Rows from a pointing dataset
◆ ◆ ◆ ◆ ◆ ◆ ◆

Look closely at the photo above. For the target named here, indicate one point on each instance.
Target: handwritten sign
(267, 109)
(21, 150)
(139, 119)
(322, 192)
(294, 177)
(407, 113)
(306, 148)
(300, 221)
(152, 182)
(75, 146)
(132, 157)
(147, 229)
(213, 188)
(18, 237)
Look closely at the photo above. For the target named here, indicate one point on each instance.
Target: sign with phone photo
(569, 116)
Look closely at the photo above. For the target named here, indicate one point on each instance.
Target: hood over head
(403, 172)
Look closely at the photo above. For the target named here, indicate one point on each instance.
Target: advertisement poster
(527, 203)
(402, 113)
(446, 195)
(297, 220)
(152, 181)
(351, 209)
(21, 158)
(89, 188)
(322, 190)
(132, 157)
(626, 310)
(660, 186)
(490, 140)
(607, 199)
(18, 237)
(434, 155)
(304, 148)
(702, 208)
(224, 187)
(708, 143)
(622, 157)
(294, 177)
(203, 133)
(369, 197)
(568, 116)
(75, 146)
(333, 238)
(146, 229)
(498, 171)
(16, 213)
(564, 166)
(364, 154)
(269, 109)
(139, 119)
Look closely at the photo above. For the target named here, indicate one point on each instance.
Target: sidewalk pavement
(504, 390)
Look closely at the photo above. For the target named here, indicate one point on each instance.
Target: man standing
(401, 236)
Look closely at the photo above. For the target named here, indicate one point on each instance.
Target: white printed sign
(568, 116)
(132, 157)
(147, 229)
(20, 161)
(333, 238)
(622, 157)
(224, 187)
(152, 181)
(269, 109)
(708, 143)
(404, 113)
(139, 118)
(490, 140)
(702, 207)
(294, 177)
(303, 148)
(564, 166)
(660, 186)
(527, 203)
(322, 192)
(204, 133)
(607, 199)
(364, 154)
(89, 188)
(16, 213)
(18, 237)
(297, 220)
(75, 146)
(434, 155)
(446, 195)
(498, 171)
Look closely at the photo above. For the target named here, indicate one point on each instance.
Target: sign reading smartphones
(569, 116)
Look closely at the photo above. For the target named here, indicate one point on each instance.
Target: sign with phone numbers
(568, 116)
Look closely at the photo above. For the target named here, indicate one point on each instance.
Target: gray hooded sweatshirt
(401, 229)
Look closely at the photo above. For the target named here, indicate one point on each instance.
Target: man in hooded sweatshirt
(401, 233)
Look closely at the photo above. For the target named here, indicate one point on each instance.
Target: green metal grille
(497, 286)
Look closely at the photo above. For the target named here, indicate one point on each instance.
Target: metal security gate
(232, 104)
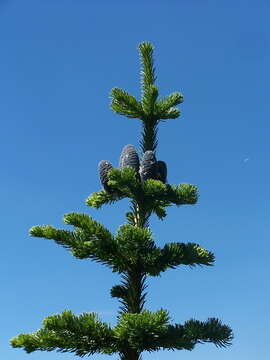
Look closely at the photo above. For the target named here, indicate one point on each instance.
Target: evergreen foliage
(131, 252)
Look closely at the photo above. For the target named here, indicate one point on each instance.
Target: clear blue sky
(58, 62)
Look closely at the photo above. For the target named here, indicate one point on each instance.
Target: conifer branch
(82, 335)
(148, 77)
(125, 104)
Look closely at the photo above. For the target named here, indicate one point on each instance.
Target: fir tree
(131, 252)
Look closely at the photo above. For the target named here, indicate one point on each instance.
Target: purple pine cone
(103, 167)
(148, 168)
(129, 157)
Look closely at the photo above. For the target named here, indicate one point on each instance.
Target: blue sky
(59, 60)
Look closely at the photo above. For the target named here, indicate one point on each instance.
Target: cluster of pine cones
(148, 168)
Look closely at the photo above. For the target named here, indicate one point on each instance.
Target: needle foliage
(131, 251)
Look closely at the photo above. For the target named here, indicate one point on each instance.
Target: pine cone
(129, 157)
(103, 167)
(161, 173)
(148, 166)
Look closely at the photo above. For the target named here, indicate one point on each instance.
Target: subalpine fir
(131, 252)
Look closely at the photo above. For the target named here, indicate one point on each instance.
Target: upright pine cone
(103, 167)
(148, 168)
(129, 157)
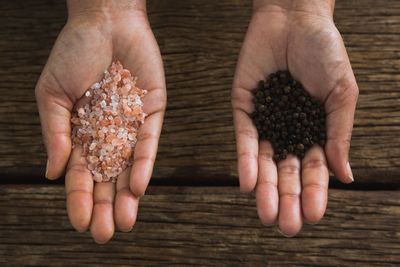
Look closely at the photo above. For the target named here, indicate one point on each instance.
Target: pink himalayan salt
(107, 127)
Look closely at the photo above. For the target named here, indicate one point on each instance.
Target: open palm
(311, 48)
(83, 50)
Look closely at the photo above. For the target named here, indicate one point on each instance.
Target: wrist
(104, 10)
(306, 7)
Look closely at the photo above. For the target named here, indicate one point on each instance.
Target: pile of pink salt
(107, 126)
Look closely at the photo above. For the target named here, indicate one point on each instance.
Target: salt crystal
(108, 144)
(103, 104)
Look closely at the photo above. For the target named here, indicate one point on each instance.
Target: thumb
(340, 107)
(56, 129)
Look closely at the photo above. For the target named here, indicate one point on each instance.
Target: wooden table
(193, 213)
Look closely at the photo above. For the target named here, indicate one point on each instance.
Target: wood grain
(200, 42)
(203, 226)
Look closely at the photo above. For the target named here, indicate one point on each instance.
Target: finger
(340, 107)
(102, 225)
(126, 204)
(56, 128)
(315, 180)
(267, 191)
(290, 221)
(145, 153)
(247, 150)
(79, 191)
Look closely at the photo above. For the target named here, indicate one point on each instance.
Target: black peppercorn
(287, 116)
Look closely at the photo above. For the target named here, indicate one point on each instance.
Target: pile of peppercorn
(287, 116)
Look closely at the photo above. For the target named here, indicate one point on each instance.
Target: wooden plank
(200, 41)
(200, 226)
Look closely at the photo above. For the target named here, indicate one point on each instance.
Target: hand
(96, 34)
(299, 36)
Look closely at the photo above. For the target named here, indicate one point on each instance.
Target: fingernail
(47, 166)
(285, 235)
(349, 172)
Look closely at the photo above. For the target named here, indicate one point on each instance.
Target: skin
(96, 33)
(298, 35)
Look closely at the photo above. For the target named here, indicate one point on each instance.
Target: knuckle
(248, 133)
(287, 169)
(313, 164)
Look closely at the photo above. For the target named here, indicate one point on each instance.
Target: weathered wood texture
(200, 41)
(203, 227)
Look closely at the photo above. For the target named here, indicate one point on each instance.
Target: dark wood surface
(192, 224)
(205, 226)
(200, 41)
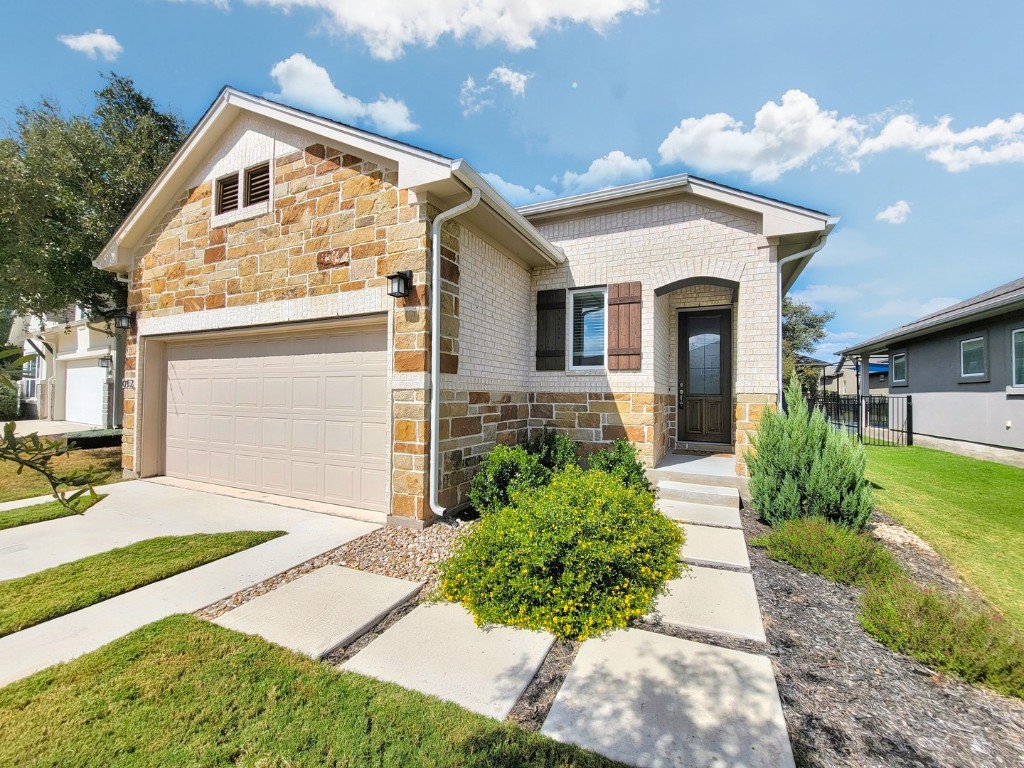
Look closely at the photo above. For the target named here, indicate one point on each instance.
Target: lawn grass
(29, 483)
(47, 594)
(971, 511)
(183, 692)
(45, 511)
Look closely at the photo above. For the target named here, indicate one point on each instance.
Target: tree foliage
(66, 184)
(803, 330)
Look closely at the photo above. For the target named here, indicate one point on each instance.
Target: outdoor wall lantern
(399, 284)
(124, 321)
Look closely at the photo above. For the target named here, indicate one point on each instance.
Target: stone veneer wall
(338, 225)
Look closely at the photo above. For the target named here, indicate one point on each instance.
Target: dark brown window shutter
(624, 326)
(551, 330)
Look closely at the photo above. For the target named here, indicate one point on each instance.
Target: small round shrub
(621, 461)
(505, 472)
(816, 546)
(581, 556)
(8, 403)
(556, 451)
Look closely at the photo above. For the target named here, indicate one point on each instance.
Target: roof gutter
(435, 342)
(806, 255)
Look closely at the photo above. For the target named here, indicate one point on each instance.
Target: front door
(706, 377)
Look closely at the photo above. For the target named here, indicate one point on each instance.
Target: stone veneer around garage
(338, 225)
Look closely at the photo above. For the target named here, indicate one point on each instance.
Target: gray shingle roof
(1006, 296)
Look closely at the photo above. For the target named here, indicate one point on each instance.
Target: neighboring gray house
(965, 368)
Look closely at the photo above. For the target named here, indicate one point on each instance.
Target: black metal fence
(875, 419)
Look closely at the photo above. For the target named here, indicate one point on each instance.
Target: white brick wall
(658, 245)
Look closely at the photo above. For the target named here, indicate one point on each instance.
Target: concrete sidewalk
(142, 510)
(139, 509)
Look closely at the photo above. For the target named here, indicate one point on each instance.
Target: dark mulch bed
(851, 701)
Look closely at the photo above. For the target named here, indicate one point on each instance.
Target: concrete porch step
(700, 514)
(691, 492)
(723, 548)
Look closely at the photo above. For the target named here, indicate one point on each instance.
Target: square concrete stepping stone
(322, 610)
(700, 514)
(653, 700)
(708, 546)
(437, 649)
(723, 602)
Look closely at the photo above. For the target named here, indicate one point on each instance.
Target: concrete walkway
(140, 510)
(137, 510)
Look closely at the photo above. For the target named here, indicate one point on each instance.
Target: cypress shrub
(802, 467)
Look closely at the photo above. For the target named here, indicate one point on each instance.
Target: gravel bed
(400, 553)
(851, 701)
(535, 704)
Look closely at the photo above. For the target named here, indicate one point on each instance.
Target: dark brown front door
(706, 377)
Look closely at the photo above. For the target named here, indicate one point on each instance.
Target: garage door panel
(303, 416)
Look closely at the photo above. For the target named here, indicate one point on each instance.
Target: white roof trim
(779, 218)
(416, 166)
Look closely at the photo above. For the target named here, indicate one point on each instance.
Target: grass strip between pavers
(183, 692)
(38, 597)
(42, 512)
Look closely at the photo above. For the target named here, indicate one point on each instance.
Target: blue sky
(904, 119)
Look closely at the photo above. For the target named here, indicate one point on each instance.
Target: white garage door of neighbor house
(84, 391)
(302, 415)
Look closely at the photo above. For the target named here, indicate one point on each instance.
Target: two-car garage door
(298, 415)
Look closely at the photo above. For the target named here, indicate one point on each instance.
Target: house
(74, 369)
(843, 378)
(965, 368)
(268, 355)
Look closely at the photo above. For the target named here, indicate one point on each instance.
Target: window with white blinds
(588, 322)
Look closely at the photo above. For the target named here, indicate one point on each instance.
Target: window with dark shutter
(258, 184)
(551, 330)
(625, 305)
(227, 194)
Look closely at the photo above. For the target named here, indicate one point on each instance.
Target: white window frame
(243, 212)
(984, 358)
(892, 367)
(1013, 358)
(568, 344)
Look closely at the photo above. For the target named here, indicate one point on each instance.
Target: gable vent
(258, 184)
(227, 194)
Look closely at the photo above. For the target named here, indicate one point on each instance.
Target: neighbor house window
(899, 368)
(973, 357)
(588, 324)
(1018, 357)
(248, 187)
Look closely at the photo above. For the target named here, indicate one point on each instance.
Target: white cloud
(514, 81)
(302, 81)
(614, 168)
(387, 27)
(94, 44)
(784, 136)
(894, 214)
(516, 194)
(825, 296)
(1000, 140)
(473, 96)
(905, 310)
(797, 131)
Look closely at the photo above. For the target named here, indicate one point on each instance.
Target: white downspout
(435, 343)
(778, 285)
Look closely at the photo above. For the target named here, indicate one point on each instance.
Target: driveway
(138, 510)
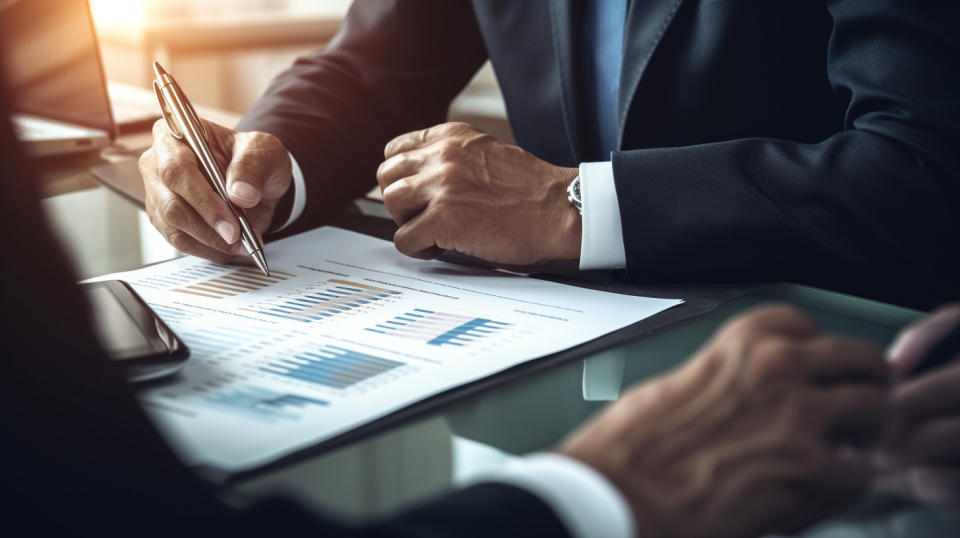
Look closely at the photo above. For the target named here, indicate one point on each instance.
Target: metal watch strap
(574, 195)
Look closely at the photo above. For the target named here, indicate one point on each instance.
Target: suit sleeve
(879, 194)
(393, 67)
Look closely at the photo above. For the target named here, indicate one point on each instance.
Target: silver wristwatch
(574, 196)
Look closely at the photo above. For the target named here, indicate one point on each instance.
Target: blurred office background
(224, 53)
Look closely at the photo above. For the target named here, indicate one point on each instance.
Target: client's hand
(454, 187)
(189, 213)
(757, 434)
(926, 440)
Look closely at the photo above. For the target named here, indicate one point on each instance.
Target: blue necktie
(601, 53)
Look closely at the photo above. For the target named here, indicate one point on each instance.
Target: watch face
(573, 194)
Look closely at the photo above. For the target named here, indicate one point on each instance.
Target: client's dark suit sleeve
(80, 458)
(878, 197)
(393, 67)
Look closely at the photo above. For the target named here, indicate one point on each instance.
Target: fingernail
(225, 229)
(244, 191)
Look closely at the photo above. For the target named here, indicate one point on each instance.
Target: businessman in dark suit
(712, 140)
(758, 424)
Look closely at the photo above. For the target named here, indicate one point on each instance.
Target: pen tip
(261, 262)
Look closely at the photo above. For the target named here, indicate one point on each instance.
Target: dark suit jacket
(79, 458)
(793, 140)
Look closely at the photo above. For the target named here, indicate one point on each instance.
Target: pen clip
(167, 114)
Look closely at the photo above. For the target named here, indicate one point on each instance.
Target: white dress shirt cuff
(584, 500)
(299, 194)
(601, 246)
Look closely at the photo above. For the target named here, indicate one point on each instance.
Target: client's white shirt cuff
(299, 193)
(601, 246)
(584, 500)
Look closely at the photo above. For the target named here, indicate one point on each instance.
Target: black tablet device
(133, 335)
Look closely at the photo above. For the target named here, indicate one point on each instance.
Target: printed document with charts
(344, 331)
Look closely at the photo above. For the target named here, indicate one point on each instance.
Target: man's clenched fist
(454, 187)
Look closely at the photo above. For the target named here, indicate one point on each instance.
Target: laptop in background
(52, 61)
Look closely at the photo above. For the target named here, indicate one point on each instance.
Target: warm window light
(117, 12)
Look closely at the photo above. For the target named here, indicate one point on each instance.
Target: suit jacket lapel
(647, 21)
(565, 33)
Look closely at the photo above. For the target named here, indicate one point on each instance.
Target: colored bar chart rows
(439, 328)
(209, 342)
(263, 403)
(233, 283)
(335, 297)
(331, 366)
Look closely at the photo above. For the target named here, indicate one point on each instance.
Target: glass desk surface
(467, 436)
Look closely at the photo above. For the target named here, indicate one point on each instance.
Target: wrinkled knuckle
(179, 239)
(402, 240)
(173, 171)
(447, 174)
(447, 151)
(173, 211)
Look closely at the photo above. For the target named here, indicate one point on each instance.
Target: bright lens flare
(117, 12)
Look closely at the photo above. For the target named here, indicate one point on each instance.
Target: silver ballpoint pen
(185, 125)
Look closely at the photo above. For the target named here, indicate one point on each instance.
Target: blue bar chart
(328, 300)
(209, 342)
(330, 366)
(261, 403)
(439, 328)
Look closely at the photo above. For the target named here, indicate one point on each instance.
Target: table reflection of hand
(926, 437)
(760, 432)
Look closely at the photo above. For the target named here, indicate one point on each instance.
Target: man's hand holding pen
(189, 214)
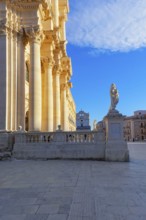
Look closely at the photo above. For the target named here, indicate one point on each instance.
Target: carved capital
(3, 27)
(56, 69)
(47, 62)
(34, 34)
(64, 86)
(48, 37)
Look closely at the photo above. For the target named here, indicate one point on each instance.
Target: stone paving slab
(74, 190)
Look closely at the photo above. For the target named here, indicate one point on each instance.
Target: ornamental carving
(34, 34)
(48, 61)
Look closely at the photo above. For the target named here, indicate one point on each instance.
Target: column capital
(57, 69)
(34, 34)
(3, 27)
(64, 86)
(48, 36)
(48, 62)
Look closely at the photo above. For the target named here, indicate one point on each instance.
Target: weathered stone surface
(74, 190)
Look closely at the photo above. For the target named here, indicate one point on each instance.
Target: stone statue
(114, 97)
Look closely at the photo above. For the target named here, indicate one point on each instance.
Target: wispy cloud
(115, 25)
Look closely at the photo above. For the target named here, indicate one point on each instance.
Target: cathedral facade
(35, 71)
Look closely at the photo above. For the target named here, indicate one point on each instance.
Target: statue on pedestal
(114, 97)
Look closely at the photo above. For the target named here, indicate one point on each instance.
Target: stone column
(56, 92)
(49, 95)
(21, 82)
(63, 28)
(9, 112)
(64, 107)
(4, 77)
(56, 13)
(35, 92)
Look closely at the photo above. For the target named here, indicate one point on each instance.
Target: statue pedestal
(116, 147)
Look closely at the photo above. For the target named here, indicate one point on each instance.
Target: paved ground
(74, 190)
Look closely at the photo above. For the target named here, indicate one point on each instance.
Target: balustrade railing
(78, 137)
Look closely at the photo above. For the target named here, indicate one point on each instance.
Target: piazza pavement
(74, 190)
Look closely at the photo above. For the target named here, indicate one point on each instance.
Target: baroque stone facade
(135, 126)
(35, 70)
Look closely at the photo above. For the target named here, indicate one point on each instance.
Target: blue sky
(107, 44)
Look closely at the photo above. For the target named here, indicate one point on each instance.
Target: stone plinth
(116, 147)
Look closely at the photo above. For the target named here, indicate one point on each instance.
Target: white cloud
(115, 25)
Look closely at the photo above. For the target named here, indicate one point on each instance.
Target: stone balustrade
(60, 145)
(90, 137)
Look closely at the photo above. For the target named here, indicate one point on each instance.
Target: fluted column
(14, 82)
(56, 91)
(49, 95)
(35, 92)
(4, 77)
(64, 107)
(56, 13)
(21, 82)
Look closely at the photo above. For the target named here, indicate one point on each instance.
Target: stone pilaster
(4, 62)
(21, 81)
(64, 107)
(35, 91)
(56, 13)
(56, 93)
(48, 94)
(14, 82)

◆ ◆ ◆ ◆ ◆ ◆ ◆

## Given instruction
Pull out every line of the records that contains the string "surface". Case must match.

## Task answer
Target: dark wood surface
Target: glass desk surface
Target: weathered stone surface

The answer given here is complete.